● **EXTRAIT DU DOCUMENT**
%%
Agilité et ERP : retour de terrain
La Transformation des entreprises n’est pas une aventure facile. Chez aqoba, on le sait, lorsque les clients nous contactent c’est pour les aider à installer de vrais changements impactants, souvent pour venir appuyer ou relancer des transformations qui n’ont pas abouties ou qui au contraire sont en marche mais n’ont pas réussies à embarquer tous les composants du système.
Souvent quelques bastions résistent ou sont les dernières équipes embarquées alors que leur rôle est prépondérant dans la vie du delivery ou de la stratégie d’une entreprise : les équipes infrastructures et les équipes transverses, notamment celles en charge d’ERP.
Un ERP késako? : Vous en avez deja certainement entendu parlé des solutions packagées de SAP, Oracle, Sage ou encore Microsoft Dynamics?
Ces entreprises commercialisent leur ERP (Enterprise Resource Planning), un progiciel intégré qui permet de piloter l’ensemble des fonctions clés d’une entreprise ( tels que la finance, les ressources humaines, les, les ventes, le marketing ou encore la relation client) au sein d’un système centralisé. Il connecte les différents services et fluidifie la circulation de l’information en interne. Ces services sont parfois externalisés, confiés à des intégrateurs ou des plateformes en TMA. Mais pour s’assurer que l’outil sert bien l’entreprise, certaines DSI font le choix de gérer en interne les choix fonctionnels et techniques et de constituer des équipes dédiées.
L’utilisation de Scrum dans ces contextes d’équipes en charge d’application ERP soulève des défis uniques, liés notamment à l’inflexibilité des outils, la complexité fonctionnelle dès lors qu’on s’écarte du standard, la dépendance à des roadmaps éditeurs ou encore la transversalité des équipes.
Et comme aqoba est souvent appelée là où ça gratte encore un peu dans le système, mes 3 dernières missions se sont déroulées auprès d’équipes en charge de ces progiciels intégrés, notamment SAP,Microsoft Dynamics Finance encore Salesforce pour la partie CRM.
Cet article a pour objectif de vous présenter mon regard et mon retour d’expérience sur comment l’agilité peut répondre aux enjeux spécifiques dans ces équipes et plus largement son impact à l'échelle des DSI.
Mais d’ailleurs pourquoi vouloir “agiliser” les équipes ERP ?
%%
● **ENTRÉES FOURNIES**
%%
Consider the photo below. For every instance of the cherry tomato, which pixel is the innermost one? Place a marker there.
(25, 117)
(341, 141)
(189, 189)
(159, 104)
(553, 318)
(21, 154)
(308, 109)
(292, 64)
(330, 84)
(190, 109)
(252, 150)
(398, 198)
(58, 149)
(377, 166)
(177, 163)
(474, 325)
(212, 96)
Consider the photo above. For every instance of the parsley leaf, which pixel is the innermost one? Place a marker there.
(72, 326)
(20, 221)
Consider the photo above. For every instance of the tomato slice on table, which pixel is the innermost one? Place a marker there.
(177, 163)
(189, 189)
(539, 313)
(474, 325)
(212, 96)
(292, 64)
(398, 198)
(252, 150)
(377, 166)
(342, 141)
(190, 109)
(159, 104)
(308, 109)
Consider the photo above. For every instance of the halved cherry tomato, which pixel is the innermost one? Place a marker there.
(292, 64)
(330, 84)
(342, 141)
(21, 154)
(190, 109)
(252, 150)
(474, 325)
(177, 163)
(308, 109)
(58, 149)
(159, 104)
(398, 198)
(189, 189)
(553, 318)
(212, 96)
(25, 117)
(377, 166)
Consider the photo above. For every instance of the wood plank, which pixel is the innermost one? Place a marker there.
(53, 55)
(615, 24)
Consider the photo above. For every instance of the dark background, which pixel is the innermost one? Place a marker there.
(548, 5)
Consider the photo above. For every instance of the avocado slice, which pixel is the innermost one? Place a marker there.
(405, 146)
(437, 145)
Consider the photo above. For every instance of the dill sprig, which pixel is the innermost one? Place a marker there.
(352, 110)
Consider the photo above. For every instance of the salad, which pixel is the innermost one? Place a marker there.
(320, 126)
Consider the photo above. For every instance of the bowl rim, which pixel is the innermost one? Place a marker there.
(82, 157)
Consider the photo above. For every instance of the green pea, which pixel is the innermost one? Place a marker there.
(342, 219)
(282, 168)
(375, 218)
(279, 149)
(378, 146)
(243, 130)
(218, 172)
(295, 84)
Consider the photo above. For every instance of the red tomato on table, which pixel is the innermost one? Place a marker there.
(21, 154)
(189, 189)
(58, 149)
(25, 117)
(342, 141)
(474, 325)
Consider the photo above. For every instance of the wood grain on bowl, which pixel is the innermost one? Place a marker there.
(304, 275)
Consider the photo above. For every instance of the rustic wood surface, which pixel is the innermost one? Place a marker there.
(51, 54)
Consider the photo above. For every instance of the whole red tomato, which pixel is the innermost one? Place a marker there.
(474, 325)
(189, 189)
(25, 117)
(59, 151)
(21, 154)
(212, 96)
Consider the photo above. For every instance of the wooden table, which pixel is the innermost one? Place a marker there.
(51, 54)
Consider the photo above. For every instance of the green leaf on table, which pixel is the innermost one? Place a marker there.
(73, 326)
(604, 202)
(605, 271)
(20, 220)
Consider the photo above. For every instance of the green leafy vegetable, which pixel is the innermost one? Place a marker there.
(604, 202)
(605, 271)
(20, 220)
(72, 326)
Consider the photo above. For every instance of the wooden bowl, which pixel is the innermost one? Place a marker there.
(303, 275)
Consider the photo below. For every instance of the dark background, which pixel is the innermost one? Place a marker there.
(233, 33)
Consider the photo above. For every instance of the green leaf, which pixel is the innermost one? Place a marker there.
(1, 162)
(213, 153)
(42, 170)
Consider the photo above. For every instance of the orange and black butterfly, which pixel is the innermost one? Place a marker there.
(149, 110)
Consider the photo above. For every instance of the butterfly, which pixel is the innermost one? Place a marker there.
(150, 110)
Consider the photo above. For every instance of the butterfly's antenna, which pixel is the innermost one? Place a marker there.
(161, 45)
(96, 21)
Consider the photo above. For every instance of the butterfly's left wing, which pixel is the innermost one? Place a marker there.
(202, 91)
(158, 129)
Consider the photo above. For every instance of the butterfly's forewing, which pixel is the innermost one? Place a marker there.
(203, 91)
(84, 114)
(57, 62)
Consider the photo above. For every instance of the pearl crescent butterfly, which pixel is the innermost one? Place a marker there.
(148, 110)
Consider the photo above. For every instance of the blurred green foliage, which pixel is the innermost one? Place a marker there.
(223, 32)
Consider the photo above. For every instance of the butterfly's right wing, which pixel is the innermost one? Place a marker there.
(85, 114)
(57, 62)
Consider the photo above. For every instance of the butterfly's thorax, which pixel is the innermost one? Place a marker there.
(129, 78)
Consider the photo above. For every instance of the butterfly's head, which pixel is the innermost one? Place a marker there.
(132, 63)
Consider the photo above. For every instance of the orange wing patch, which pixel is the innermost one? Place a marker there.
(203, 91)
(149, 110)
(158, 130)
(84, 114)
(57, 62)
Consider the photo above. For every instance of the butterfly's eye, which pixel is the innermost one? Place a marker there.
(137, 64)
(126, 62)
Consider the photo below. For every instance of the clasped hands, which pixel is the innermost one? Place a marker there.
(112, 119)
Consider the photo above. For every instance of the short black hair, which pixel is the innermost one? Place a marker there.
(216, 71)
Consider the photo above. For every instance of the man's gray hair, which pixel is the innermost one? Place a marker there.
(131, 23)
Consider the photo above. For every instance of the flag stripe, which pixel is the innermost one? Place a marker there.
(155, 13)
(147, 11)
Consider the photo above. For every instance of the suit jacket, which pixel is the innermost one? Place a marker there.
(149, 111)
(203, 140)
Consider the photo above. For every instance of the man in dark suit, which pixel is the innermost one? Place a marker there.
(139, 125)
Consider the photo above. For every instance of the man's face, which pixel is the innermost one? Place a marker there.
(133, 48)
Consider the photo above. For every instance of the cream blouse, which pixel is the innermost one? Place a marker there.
%%
● **CONSIGNE A**
Reproduisez fidèlement le passage de l'article sur l'agilité et les ERP, depuis « Souvent quelques bastions » jusqu'à « encore Microsoft Dynamics? » inclus.
● **CONSIGNE B**
D'après l'article sur l'agilité et les ERP, que signifie le sigle ERP ?
● **CONSIGNE C**
Reprenez l'article sur l'agilité et les ERP à la suite de sa dernière phrase.

● **RÉPONSE A**
Souvent quelques bastions résistent ou sont les dernières équipes embarquées alors que leur rôle est prépondérant dans la vie du delivery ou de la stratégie d’une entreprise : les équipes infrastructures et les équipes transverses, notamment celles en charge d’ERP.
Un ERP késako? : Vous en avez deja certainement entendu parlé des solutions packagées de SAP, Oracle, Sage ou encore Microsoft Dynamics?

● **RÉPONSE B**
Enterprise Resource Planning.

● **RÉPONSE C**
Dans un contexte où les DSI sont de plus en plus sollicitées pour livrer rapidement des solutions alignées avec les besoins métiers, l’agilité apparaît comme un levier stratégique, y compris pour les équipes en charge des ERP. L’objectif n’est pas simplement de gagner en vitesse, mais surtout de renforcer la collaboration avec les parties prenantes, de mieux prioriser les demandes et d’accroître la visibilité sur les travaux en cours, ce qui est souvent largement optimisable dans ces équipes.
Traditionnellement, les projets ERP sont lourds, longs, très techniques et pilotés en mode « commande-livraison » : les métiers expriment un besoin → l’équipe ERP l’exécute. Cela entraîne :
- des délais longs,
- des priorités mal gérées,
- peu de visibilité pour les métiers,
- beaucoup de développements spécifiques coûteux et difficiles à maintenir
L’adoption de Scrum dans ces environnements complexes permet donc de sortir d’un fonctionnement en silo ou en mode client/fournisseur, pour évoluer vers une logique de co-construction et de responsabilité partagée.
Ce changement de prisme est essentiel : il ne s’agit plus de répondre mécaniquement aux demandes métiers, mais de mobiliser l’expertise des équipes ERP pour tirer le meilleur parti des standards produits, plutôt que de céder systématiquement à la tentation du développement spécifique.
Ce dernier qui répond à court terme aux besoins métiers mais compromet souvent la maintenabilité à long terme , entraîne fréquemment des surcoûts, et ne garantit pas toujours la pérennité des solutions.
Dans cette dynamique, les équipes, même très techniques et spécialisées, deviennent des actrices à part entière de la transformation digitale.
Enfin, ne pas embarquer les équipes transverses dans des DSI en mutation agile, complique grandement les exercices de planifications, d'anticipation et de transparence dans des contextes dits à l’échelle.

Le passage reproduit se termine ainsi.